## TEXT SECTION
My question is complex, but I think this is the right place for it. Back in April of 2010 (so almost two years ago) I had what I think was a major panic attack. It caused me to stop drinking, stop smoking weed, both of which were serious problems for me since about high school (I'm 29 now.) I had been having anxiety and some really scary panic attacks for about two years preceding the one in April. The weird thing is, all the anxiety and panic stopped after this one big one. But what replaced it was a state of being I can't really describe. First it was like I was disconnected from myself, like things weren't real. My vision seemed off, in a way. I didn't seem connected to my body. My and neck were tight and tense. I couldn't take deep breaths, my whole body felt constricted. Were these symptoms of "returning to my body", so to speak, after so many years of disconnection? There's so much more to say, but I will try to be concise.
Gradually, I THINK, the symptoms have lessened. I know now that I am not nearly as out of it then as I am now. However, I still feel like I am not quite connected to myself and my environment. I have a general low energy level and have bad social anxiety. Not the kind of anxiety where you feel trapped with no escape, or like your life is over, or like you are going crazy, like I used to have, more of a general nervousness around people now. And I have a lot of trouble getting in touch with my emotions. It's like they get "trapped" in me and I can't "feel" them, like I am still disconnected in some way.

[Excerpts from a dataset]
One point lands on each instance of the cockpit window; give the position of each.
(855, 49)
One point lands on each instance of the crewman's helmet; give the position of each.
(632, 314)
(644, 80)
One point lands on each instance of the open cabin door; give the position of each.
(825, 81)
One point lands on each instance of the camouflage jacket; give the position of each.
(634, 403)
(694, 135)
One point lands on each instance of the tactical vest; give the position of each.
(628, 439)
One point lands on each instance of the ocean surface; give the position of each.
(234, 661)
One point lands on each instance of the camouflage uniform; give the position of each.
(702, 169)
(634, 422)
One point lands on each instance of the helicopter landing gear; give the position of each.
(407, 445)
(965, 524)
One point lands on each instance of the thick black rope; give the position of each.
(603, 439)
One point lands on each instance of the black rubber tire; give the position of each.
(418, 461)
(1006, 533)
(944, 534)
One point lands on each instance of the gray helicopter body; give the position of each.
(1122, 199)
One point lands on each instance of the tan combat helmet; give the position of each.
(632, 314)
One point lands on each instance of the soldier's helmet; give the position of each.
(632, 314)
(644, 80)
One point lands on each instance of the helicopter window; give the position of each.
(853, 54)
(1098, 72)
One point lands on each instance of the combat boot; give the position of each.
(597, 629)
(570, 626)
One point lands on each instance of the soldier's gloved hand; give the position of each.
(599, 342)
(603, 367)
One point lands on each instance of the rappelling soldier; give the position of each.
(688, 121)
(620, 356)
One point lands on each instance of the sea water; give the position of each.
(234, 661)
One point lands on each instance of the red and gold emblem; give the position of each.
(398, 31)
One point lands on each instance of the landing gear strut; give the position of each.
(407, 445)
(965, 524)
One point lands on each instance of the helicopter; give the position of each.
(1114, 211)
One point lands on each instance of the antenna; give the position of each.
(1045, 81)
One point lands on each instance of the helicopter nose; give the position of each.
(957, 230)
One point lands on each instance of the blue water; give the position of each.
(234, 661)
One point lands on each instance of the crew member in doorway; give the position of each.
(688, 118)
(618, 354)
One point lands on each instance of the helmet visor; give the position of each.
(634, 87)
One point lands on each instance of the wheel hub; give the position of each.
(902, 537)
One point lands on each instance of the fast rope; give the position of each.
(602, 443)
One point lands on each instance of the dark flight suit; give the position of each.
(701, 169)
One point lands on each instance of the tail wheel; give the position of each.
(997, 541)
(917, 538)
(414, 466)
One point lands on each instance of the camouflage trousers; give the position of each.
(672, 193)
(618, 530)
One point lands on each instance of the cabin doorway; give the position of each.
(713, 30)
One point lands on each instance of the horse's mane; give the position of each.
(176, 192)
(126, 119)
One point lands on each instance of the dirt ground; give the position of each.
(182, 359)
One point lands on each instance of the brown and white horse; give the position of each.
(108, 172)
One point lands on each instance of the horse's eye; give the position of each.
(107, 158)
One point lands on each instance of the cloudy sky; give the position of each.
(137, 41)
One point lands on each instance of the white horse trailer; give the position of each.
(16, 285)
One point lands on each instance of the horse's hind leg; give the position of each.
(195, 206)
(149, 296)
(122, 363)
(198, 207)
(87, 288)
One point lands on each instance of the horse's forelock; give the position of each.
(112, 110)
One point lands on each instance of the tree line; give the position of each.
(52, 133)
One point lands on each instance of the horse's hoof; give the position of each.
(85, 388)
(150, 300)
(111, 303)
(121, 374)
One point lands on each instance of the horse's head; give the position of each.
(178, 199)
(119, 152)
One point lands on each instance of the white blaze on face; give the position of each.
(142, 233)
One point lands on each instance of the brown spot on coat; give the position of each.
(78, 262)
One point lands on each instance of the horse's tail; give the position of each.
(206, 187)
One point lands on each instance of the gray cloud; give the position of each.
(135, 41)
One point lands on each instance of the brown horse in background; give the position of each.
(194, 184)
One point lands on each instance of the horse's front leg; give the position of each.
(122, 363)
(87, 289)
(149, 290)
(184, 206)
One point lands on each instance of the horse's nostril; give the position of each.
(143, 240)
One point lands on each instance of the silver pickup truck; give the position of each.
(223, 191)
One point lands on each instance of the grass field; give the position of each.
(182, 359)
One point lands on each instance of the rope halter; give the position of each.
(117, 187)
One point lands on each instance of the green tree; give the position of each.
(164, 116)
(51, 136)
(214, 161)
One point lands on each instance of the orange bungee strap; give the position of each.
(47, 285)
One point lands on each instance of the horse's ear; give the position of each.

## EXERCISE 1
Reproduce word for word the stretch of the post about panic attacks from "Gradually, I THINK, the" through "in some way.".
## EXERCISE 2
Resume the post about panic attacks and write on from its final sentence.

## ANSWER 1
Gradually, I THINK, the symptoms have lessened. I know now that I am not nearly as out of it then as I am now. However, I still feel like I am not quite connected to myself and my environment. I have a general low energy level and have bad social anxiety. Not the kind of anxiety where you feel trapped with no escape, or like your life is over, or like you are going crazy, like I used to have, more of a general nervousness around people now. And I have a lot of trouble getting in touch with my emotions. It's like they get "trapped" in me and I can't "feel" them, like I am still disconnected in some way.

## ANSWER 2
That's the reason I am writing on this board. My question is definitely related to alcohol and marijuana, but I wonder if what I am experiencing is of a more general nature. Something related to post-traumatic stress disorder? Will I ever come out of this "haze"? Will I feel happy again? What's wrong with me?!
I should mention that I have been doing a lot to work on a "cure". I'm against taking meds, hell no, too scared. I am super healthy now, have been running and exercising regularly for almost two years, which has put me in great physical shape. I try to meditate, and to become aware of my body (a suggestion offered by author Eckhart Tolle), both which have had some success. My next step I think is to become more social about my problem, which I feel might help. Hence this post. Sorry for the length and if I'm in the wrong place! I just want help and to know someone might be going through something similar to me and if I'll ever regain awareness.